● **The data**:
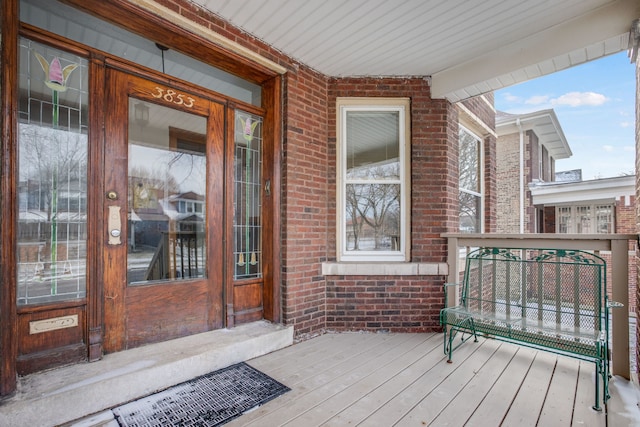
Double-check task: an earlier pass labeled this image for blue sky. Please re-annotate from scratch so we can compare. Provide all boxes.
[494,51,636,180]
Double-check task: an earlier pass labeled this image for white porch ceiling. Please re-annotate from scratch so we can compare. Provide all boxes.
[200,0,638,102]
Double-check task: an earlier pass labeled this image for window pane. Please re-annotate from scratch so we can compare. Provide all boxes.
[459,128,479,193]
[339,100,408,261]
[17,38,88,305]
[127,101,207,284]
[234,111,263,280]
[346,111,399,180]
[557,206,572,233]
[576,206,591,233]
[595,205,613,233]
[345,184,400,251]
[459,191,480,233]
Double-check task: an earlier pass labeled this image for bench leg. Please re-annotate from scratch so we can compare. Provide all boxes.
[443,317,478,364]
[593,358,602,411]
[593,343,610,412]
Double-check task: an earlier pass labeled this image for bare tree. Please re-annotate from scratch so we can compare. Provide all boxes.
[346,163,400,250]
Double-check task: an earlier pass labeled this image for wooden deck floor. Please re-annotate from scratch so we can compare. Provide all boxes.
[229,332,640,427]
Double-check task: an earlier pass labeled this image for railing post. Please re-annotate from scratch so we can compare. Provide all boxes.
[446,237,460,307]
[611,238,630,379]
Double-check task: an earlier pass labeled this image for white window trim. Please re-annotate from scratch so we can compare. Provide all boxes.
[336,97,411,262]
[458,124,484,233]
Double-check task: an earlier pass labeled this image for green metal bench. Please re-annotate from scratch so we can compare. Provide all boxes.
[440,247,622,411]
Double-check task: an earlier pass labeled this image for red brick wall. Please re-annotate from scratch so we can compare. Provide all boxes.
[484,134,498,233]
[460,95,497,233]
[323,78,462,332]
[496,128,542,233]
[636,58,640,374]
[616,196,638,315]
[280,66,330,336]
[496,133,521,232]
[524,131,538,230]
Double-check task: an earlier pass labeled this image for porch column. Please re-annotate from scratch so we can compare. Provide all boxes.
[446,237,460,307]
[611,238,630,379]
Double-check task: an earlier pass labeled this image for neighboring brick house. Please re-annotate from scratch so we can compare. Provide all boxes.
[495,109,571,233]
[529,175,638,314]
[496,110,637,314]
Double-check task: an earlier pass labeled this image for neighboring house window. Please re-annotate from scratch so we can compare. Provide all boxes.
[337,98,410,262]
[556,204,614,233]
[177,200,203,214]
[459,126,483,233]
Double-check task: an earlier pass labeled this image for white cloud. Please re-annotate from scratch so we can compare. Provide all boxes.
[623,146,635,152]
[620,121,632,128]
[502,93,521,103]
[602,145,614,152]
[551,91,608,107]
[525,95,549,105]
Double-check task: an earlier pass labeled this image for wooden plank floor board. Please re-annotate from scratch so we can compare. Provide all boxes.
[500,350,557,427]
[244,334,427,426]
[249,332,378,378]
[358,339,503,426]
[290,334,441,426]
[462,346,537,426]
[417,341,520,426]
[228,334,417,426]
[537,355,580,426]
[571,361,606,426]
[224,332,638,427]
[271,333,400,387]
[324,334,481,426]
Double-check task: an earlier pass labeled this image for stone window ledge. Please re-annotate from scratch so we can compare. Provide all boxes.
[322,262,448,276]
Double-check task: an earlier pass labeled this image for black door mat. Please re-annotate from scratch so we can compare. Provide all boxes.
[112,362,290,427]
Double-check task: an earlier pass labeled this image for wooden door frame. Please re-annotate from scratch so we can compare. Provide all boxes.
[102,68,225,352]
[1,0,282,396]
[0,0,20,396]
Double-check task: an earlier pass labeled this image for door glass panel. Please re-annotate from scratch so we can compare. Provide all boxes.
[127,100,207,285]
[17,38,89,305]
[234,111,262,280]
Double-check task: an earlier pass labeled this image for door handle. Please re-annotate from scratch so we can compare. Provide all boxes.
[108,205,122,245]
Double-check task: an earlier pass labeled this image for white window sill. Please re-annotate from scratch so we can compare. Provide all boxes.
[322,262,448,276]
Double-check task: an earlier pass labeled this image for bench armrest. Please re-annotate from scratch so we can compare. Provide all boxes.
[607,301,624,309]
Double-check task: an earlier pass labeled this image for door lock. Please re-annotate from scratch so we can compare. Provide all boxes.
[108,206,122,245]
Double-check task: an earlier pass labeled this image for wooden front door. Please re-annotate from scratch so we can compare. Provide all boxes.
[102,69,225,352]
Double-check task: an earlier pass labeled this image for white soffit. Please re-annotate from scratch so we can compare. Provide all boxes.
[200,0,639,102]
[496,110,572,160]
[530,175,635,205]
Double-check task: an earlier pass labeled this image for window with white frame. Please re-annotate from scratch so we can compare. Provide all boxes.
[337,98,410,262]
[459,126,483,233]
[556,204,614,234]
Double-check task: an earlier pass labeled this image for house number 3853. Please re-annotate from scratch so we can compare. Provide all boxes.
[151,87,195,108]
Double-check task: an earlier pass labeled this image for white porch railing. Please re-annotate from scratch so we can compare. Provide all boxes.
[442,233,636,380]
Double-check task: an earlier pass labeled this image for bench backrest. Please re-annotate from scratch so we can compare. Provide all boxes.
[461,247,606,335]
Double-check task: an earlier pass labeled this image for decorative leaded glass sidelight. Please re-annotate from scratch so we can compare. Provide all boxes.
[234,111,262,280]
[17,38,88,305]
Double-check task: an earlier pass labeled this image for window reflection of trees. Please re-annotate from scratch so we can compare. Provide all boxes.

--

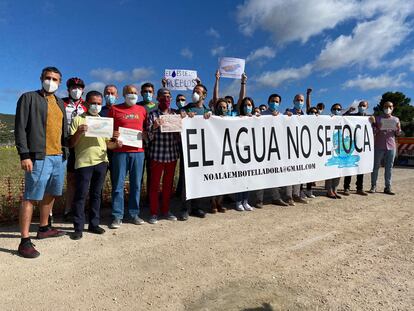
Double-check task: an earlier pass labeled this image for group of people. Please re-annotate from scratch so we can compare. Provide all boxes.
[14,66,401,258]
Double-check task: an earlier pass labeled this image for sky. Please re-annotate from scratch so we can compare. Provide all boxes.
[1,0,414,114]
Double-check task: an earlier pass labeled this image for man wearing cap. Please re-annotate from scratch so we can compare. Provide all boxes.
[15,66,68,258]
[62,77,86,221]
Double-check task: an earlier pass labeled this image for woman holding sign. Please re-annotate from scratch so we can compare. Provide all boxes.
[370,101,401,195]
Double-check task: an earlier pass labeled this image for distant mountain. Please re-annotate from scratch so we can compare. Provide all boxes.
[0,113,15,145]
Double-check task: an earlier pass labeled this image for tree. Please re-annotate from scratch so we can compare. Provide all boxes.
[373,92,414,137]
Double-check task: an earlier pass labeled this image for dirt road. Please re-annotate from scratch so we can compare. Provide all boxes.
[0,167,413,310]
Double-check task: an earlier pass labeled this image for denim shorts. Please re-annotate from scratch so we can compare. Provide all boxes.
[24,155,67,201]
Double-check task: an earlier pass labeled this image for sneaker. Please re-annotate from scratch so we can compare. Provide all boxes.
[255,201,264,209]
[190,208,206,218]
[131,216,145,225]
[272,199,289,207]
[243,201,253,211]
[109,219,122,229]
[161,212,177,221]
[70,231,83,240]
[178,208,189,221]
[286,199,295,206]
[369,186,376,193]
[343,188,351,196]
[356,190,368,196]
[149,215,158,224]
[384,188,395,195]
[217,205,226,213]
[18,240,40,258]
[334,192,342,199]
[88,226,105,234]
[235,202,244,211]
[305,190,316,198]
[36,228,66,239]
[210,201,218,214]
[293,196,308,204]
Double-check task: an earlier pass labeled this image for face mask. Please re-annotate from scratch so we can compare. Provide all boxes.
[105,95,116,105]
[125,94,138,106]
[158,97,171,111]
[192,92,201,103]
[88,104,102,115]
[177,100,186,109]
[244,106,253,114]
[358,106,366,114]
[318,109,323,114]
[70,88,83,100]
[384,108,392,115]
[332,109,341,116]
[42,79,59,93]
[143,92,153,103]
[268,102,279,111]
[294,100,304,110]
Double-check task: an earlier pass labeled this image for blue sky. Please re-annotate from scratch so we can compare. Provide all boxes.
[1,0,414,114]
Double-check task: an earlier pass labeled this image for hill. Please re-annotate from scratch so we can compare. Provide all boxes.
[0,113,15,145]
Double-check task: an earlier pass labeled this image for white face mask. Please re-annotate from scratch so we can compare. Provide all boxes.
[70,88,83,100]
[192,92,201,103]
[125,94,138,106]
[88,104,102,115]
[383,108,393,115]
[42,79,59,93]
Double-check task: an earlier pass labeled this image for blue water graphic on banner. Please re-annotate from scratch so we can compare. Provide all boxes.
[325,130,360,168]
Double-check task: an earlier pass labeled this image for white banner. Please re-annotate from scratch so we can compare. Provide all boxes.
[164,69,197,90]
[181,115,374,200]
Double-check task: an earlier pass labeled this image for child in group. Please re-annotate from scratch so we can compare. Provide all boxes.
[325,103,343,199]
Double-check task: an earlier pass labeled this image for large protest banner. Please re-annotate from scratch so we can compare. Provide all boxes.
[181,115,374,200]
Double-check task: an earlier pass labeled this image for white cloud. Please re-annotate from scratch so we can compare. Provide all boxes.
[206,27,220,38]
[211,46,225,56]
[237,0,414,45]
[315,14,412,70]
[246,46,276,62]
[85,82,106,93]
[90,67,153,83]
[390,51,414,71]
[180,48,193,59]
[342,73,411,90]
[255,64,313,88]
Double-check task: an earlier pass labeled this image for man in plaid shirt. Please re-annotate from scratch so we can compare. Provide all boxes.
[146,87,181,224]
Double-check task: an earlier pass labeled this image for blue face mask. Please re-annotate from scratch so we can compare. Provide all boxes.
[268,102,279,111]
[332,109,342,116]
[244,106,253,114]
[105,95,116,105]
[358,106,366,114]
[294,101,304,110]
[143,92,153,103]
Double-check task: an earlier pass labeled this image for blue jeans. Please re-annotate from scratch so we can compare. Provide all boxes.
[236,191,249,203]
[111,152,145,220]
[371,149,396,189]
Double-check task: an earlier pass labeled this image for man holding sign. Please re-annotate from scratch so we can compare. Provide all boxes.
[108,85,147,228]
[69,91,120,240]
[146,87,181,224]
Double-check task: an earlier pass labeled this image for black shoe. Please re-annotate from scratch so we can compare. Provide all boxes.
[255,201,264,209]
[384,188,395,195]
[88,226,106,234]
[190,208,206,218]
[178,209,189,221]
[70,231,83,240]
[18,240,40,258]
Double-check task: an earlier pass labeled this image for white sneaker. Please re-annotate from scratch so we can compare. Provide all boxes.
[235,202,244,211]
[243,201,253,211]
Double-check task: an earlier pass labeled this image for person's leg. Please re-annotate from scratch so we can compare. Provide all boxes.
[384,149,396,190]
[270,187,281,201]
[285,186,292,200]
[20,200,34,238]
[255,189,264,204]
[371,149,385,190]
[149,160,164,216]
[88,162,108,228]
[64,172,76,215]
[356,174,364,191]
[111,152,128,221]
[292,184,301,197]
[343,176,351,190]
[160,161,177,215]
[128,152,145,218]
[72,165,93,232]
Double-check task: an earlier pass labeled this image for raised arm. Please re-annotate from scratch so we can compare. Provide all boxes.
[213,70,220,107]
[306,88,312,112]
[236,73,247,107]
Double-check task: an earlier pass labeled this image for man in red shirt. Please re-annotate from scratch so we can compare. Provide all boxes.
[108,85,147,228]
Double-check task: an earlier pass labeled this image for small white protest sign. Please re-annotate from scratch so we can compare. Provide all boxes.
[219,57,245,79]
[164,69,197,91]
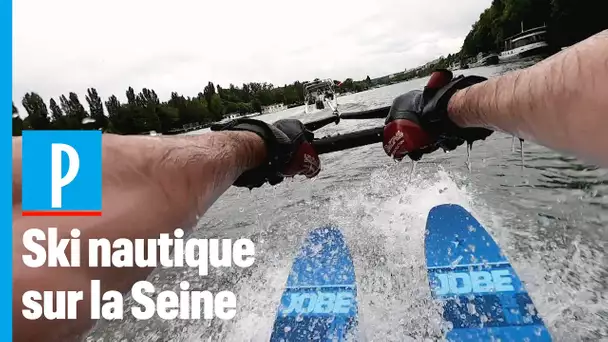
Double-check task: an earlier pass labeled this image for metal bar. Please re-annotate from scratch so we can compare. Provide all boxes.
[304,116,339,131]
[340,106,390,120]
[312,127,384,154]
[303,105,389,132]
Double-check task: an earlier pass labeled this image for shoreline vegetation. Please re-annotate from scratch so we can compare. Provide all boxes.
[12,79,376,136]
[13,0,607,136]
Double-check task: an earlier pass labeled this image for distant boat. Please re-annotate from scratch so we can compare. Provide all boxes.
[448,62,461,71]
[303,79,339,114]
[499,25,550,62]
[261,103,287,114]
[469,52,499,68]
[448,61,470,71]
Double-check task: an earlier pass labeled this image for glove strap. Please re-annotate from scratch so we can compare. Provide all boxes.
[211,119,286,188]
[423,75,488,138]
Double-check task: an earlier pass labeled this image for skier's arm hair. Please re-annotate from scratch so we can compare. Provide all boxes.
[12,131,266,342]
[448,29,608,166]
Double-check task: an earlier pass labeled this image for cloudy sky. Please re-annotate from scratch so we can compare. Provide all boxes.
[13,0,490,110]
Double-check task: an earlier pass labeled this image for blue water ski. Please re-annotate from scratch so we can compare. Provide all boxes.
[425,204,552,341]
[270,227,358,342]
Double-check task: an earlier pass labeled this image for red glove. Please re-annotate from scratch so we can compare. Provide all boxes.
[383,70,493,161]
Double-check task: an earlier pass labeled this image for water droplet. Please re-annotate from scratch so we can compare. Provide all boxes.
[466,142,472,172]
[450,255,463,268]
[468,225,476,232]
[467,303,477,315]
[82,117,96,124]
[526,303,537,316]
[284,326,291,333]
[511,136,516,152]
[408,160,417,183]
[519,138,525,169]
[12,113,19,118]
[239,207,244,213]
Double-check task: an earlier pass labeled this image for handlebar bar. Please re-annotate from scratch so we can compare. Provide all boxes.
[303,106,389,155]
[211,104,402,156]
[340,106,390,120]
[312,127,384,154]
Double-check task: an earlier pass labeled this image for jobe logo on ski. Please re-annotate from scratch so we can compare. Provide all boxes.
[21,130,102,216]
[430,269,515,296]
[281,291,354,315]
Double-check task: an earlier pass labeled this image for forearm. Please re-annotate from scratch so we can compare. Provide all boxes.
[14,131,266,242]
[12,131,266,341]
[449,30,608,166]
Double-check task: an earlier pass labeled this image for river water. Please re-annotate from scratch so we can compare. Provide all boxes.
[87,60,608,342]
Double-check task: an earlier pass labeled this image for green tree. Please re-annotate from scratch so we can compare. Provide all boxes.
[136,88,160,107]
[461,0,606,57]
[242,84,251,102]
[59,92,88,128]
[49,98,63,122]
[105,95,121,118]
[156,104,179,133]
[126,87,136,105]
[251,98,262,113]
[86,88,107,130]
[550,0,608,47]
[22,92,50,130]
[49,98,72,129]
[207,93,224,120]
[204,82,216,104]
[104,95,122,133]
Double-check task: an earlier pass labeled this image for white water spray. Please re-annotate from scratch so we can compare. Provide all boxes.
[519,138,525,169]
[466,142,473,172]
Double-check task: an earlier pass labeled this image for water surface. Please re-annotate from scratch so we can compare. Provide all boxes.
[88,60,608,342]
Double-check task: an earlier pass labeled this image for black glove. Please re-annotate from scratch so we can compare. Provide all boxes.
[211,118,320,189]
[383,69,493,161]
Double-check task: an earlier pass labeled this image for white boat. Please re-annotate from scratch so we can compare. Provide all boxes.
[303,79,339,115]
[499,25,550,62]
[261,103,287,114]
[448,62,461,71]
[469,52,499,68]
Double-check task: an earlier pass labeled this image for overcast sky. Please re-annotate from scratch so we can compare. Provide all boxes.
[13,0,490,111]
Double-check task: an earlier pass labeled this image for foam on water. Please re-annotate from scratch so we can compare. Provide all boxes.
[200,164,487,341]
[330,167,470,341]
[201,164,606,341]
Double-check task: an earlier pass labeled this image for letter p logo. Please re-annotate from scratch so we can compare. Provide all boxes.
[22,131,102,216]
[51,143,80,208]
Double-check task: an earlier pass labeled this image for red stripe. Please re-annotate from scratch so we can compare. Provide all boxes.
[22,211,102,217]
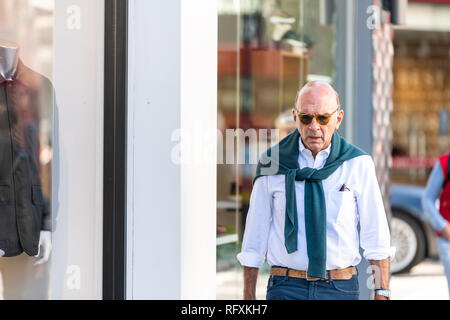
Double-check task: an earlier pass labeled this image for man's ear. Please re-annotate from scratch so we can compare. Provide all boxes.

==

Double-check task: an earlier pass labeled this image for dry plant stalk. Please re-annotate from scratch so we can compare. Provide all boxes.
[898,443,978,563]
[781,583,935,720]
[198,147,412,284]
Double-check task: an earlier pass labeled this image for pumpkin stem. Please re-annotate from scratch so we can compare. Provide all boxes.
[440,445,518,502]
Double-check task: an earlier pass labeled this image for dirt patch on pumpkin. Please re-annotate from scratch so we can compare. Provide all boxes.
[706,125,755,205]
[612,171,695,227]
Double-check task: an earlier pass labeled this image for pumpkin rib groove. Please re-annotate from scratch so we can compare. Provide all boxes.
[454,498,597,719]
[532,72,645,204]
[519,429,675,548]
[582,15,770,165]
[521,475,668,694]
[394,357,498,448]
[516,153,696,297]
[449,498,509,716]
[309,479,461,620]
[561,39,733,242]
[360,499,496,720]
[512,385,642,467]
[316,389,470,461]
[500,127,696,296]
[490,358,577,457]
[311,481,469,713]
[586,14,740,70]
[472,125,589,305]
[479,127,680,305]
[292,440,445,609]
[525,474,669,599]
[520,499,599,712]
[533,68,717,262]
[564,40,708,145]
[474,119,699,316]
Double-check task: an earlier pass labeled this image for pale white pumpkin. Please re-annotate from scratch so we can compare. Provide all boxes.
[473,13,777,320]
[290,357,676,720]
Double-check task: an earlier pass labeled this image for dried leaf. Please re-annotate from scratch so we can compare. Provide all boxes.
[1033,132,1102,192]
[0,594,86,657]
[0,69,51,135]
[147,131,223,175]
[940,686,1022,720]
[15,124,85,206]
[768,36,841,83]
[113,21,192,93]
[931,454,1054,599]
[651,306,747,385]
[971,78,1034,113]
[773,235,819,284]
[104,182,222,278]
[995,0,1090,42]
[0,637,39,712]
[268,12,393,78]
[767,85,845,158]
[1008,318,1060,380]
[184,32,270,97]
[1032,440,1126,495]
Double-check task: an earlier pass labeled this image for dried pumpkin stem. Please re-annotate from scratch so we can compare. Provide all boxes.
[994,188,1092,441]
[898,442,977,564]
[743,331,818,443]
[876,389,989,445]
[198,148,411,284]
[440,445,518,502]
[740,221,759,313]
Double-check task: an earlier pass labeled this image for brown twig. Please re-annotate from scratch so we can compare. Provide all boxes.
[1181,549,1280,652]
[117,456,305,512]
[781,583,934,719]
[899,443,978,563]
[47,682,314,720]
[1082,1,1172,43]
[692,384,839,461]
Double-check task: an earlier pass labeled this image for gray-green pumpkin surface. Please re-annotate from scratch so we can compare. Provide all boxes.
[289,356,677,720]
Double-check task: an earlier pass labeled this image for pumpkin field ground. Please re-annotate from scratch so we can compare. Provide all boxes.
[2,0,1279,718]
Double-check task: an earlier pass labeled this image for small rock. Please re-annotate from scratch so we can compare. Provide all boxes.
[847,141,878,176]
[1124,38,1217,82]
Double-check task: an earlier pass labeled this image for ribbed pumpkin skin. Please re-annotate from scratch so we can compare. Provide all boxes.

● **Activity**: With the line holding "for pumpkin field" as the first and the line holding "Double-check task: an earlier pass labeled this image for ribbed" as the last, please transcribe exactly the lines of the material above in that range and nothing else.

● **Solution**:
Double-check task: an earlier pass labeled this image for pumpkin field ground. Please re-annotate from scratch so we can compare. Provide all boxes.
[2,0,1279,718]
Double-check task: an earlier pass labeled this image for small rock. Please re-annotate from scratch so we can compare. Provide all boxes.
[847,141,878,176]
[1124,38,1217,82]
Double-check task: an earlier pass labeled this image for ribbed pumpkin skin. Please re-annotate from scratch so we can compare. Provide all boxes.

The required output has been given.